● Task to carry out
For each statement below, state whether it agrees with the passage on SIMD architectures, answering yes or no and quoting the words of the passage that decide it. (a) In a SIMD architecture, data can only be operated on sequentially. (b) Changing the brightness of a graphic image is offered as an example of an operation suited to SIMD. (c) SISD machines exploit data parallelism more efficiently than SIMD machines.

The invention relates generally to embedded microprocessor architectures and more specifically to a clip instruction for SIMD microprocessor architectures and a method of performing a clip operation using such a clip instruction.
Single instruction multiple data (SIMD) architectures have become increasingly important as demand for video processing in electronic devices has increased. The SIMD architecture exploits the data parallelism that is abundant in data manipulations often found in media related applications, such as discrete cosine transforms (DCT) and filters. Data parallelism exists when a large mass of data of uniform type needs the same instruction performed on it. Thus, in contrast to a single instruction single data (SISD) architecture, in a SIMD architecture a single instruction may be used to effect an operation on a wide block of data. SIMD architecture exploits parallelism in the data stream while SISD can only operate on data sequentially.
An example of an application that takes advantage of SIMD is one where the same value is being added to a large number of data points, a common operation in many media application. One example of this is changing the brightness of a graphic image. Each pixel of the image may consist of three values for the brightness of the red, green ad blue portions of the color. To change the brightness, the R, G and B values, or alternatively the YUV values are read from memory, a value is added to it, and the resulting value is written back to memory. A SIMD processor enhances performance of this type of operation over that of a SISD processor. A reason for this improvement is that that in SIMD architectures, data is understood to be in blocks and a number of values can be loaded at once. Instead of a series of instructions to incrementally fetch individual pixels, a SIMD processor will have a single instruction that effectively says “get all these pixels” Another advantage of SIMD machines is multiple pieces of data are operated on simultaneously. Thus, a single instruction can say “perform this operations on all the pixels.” Thus, SIMD machines are much more efficient in exploiting data parallelism than SISD machines.

● Data records
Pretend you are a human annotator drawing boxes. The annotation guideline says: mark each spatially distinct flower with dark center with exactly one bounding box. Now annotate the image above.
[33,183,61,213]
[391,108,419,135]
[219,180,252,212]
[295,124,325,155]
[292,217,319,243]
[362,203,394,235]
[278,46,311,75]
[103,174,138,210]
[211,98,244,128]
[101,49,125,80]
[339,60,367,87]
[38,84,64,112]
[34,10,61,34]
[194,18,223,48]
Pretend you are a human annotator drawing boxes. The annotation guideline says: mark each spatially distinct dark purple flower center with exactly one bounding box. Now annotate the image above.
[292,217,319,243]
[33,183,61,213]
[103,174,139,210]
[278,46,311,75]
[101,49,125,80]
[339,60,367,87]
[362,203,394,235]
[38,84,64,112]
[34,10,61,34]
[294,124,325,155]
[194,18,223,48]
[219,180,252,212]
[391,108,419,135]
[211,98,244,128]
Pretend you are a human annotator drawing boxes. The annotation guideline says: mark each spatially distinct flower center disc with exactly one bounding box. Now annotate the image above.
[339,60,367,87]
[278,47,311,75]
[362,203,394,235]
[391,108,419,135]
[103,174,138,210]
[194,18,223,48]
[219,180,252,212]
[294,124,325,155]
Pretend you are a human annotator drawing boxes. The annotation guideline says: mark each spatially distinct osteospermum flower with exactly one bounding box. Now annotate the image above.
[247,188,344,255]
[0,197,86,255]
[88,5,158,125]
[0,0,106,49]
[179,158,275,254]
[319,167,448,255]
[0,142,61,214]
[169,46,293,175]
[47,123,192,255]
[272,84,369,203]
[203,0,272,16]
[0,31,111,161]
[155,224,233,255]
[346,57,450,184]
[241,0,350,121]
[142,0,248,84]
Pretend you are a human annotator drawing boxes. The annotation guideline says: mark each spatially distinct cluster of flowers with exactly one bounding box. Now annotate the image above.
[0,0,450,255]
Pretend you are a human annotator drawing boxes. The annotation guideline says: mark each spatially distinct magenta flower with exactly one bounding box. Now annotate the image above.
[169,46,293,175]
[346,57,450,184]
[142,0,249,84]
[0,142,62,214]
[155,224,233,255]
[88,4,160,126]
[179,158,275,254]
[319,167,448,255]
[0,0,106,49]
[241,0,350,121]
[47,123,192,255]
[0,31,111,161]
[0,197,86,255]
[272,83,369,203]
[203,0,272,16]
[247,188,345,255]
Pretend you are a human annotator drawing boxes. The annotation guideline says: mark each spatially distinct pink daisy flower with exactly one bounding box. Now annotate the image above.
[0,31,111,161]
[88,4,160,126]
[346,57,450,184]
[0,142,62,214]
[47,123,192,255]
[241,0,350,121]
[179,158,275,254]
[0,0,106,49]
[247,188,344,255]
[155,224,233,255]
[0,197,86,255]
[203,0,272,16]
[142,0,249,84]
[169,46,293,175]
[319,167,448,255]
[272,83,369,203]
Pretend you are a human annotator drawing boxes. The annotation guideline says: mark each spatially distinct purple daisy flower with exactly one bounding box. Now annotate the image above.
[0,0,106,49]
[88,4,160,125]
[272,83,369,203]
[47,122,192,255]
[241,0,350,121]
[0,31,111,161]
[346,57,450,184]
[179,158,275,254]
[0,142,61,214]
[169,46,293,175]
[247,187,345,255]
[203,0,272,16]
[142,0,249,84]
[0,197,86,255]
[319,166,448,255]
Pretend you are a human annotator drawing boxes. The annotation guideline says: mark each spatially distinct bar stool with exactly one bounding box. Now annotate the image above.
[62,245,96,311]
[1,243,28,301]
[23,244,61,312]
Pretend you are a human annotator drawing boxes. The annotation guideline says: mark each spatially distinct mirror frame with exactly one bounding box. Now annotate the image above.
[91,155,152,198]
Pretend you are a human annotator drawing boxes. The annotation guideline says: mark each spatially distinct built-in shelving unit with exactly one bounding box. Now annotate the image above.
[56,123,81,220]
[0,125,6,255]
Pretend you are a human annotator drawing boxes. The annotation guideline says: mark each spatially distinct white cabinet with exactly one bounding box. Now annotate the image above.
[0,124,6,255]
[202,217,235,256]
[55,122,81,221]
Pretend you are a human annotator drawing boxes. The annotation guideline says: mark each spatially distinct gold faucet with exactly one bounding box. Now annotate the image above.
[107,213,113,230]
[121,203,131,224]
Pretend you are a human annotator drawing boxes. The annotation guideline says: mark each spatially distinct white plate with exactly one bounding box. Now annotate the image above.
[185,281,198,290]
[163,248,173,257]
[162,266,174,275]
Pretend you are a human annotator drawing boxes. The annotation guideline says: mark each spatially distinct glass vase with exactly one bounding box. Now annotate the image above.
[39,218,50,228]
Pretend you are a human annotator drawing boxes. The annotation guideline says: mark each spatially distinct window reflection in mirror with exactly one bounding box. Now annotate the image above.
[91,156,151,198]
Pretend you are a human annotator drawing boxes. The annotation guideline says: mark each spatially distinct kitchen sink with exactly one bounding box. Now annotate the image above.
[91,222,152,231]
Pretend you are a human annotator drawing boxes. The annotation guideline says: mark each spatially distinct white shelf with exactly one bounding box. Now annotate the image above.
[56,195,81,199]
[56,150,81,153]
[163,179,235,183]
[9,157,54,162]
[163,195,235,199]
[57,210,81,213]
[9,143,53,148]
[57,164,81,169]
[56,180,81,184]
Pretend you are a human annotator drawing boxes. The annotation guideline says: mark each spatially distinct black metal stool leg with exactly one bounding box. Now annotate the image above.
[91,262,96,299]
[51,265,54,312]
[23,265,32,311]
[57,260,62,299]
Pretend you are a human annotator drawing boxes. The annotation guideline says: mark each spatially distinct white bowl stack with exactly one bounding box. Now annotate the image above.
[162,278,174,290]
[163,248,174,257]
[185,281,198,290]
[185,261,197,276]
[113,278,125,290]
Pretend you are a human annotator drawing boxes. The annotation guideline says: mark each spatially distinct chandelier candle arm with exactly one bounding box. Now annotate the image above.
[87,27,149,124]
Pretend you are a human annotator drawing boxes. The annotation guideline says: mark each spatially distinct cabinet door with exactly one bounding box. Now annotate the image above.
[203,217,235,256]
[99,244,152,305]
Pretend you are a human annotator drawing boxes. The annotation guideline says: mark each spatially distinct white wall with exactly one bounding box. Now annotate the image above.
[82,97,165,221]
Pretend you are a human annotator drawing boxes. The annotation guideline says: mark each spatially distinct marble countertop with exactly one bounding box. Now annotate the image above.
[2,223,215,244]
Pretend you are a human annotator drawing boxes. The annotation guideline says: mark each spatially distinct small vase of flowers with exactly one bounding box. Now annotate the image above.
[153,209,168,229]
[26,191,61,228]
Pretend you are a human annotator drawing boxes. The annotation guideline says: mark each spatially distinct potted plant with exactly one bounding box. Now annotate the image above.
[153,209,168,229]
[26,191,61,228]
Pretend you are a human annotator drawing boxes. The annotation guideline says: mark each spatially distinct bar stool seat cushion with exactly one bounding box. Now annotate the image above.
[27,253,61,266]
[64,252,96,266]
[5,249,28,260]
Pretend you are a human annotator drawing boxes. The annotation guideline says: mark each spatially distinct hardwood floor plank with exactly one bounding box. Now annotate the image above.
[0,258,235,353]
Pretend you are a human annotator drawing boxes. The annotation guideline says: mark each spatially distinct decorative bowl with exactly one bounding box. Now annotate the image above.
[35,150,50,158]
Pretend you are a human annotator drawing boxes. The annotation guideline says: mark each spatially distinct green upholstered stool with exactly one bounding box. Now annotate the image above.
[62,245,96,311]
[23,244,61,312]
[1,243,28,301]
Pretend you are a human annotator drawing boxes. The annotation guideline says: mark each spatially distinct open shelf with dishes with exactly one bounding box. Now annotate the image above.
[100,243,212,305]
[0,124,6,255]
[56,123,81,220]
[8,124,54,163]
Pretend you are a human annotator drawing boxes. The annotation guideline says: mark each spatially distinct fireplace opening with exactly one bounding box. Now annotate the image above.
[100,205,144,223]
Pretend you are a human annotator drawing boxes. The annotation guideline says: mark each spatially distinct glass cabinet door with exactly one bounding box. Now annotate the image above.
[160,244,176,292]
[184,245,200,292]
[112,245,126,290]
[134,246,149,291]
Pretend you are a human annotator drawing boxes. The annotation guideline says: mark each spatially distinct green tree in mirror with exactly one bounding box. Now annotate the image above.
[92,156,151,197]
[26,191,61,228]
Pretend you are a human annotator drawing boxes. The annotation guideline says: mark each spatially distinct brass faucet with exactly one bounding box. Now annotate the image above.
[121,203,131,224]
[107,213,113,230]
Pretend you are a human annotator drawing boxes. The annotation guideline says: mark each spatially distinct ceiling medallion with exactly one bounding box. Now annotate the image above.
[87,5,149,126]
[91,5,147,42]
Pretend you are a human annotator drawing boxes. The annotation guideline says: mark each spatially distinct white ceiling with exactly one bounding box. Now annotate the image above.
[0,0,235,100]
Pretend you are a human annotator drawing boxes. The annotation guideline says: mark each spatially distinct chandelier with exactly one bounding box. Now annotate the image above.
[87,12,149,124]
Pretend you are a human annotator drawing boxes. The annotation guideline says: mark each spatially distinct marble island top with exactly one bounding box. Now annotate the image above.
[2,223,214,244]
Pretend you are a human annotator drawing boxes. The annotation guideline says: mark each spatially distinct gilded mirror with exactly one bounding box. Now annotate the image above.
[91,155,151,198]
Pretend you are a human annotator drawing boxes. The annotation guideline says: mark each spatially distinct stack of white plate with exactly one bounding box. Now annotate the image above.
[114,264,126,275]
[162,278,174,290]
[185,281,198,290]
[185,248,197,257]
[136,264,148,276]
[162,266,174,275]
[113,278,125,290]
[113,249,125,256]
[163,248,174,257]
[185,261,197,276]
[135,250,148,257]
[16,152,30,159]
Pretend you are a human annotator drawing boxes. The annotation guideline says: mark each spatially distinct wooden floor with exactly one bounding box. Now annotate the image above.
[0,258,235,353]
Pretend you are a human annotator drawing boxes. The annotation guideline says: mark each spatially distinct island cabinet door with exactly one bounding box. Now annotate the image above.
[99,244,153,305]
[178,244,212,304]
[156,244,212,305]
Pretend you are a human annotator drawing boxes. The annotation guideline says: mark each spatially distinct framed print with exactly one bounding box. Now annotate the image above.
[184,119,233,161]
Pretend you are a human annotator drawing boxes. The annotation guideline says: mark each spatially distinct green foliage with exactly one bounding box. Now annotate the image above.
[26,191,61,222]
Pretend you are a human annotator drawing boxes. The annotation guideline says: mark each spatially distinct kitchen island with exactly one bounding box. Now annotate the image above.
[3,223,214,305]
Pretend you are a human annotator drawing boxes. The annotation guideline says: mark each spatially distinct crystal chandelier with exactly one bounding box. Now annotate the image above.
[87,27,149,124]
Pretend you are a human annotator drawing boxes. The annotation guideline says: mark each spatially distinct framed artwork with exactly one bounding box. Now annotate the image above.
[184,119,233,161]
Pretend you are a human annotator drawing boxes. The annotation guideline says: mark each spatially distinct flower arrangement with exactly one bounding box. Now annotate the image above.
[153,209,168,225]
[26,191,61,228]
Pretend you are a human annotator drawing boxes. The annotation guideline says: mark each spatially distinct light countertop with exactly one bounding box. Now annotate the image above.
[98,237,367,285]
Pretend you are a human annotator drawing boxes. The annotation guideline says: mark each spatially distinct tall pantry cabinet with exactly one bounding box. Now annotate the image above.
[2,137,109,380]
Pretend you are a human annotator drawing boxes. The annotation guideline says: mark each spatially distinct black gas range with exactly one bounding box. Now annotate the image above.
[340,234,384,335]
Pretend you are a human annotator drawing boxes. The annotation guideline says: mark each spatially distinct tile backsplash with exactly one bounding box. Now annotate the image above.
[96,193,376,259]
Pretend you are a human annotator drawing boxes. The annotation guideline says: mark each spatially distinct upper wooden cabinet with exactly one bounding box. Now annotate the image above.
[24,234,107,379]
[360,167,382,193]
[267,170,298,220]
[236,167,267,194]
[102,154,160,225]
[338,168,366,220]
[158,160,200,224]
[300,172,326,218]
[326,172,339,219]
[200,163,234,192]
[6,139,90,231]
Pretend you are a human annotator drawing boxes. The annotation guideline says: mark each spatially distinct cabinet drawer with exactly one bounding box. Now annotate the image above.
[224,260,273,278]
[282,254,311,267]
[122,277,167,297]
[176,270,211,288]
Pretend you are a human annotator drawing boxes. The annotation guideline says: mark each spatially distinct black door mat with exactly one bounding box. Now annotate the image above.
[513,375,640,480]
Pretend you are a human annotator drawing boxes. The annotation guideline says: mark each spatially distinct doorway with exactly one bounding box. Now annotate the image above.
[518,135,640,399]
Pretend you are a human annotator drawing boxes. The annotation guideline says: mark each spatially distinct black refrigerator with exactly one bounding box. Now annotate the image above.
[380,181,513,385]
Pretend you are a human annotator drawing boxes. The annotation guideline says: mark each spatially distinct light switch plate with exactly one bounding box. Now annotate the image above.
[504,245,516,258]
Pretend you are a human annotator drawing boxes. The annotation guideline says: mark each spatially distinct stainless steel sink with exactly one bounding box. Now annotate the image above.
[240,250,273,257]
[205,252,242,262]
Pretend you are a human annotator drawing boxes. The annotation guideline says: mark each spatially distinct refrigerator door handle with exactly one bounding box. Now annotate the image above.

● Correct answer
(a) No: "SIMD architecture exploits parallelism in the data stream while SISD can only operate on data sequentially."
(b) Yes: "One example of this is changing the brightness of a graphic image."
(c) No: "Thus, SIMD machines are much more efficient in exploiting data parallelism than SISD machines."